Entries from a pointing dataset:
....

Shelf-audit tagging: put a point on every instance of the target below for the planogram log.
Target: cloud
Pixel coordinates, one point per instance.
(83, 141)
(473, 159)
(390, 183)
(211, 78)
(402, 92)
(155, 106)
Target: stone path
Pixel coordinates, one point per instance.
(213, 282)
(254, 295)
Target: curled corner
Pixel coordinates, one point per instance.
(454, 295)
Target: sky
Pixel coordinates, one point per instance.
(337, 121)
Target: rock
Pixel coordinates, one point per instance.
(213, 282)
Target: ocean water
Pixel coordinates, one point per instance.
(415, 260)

....

- [WORK TO BE COMPLETED] Reproduce the data from the line containing "Target: curled corner" through the end, inclusive, substituting "Image coordinates" for every "Pixel coordinates" and keeping everything else the same.

- [EXERCISE RESULT]
Target: curled corner
Image coordinates, one point per instance.
(454, 295)
Target: sky
Image coordinates, one point per instance.
(337, 121)
Target: rock
Image coordinates, one point per instance.
(213, 282)
Target: ocean water
Image coordinates, one point per instance.
(415, 260)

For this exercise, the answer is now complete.